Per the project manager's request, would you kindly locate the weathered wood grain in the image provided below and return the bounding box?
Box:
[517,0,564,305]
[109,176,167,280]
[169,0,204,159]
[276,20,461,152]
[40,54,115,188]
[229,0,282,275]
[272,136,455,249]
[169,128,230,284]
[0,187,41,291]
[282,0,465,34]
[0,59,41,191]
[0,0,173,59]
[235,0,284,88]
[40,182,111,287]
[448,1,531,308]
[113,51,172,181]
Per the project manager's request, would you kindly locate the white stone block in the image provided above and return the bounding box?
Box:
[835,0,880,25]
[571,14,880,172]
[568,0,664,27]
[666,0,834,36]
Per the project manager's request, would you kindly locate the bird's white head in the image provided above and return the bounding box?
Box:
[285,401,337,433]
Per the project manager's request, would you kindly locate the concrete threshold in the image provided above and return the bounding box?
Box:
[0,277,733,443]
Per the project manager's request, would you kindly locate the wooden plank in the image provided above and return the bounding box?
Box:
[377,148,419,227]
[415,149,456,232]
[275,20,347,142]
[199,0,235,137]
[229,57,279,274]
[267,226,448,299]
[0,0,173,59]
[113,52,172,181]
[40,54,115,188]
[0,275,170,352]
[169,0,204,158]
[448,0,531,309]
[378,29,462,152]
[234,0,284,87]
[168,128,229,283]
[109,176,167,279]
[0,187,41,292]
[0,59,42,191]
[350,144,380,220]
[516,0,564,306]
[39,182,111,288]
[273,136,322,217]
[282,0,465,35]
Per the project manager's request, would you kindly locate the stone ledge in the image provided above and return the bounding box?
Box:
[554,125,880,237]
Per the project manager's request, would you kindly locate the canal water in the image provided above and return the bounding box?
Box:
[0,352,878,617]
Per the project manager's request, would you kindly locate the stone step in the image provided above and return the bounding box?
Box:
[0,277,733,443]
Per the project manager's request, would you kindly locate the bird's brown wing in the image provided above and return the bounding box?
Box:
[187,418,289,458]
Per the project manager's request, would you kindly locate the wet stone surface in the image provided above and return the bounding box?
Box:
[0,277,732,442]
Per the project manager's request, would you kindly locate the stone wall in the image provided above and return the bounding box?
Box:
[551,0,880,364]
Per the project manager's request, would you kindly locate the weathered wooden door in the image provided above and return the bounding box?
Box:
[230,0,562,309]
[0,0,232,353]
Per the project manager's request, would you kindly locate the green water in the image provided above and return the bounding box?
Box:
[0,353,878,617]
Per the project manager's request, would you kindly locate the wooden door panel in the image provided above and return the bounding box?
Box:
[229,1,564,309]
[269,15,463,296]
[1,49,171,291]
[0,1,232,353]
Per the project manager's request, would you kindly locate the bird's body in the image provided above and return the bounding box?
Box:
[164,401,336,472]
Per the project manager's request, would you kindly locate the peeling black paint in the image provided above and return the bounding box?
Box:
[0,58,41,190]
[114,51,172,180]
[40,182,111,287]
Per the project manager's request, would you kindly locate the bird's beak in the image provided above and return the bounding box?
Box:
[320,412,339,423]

* **Exercise description**: All lines in the entries above that hold the word "bird" need to be copied.

* **Task result**:
Per the project manager's request, would you kindly locate the bird's white head in the image provided above and return the bounding box?
Per the project manager's request, would you kindly locate the bird's brown wing in the image provided above and return the bounding box?
Per the project manager's request, would you kindly locate the bird's body in the image provided above and return the bounding box?
Per the project manager's request, would you kindly locate the bird's beak in the image provided above and return the bounding box?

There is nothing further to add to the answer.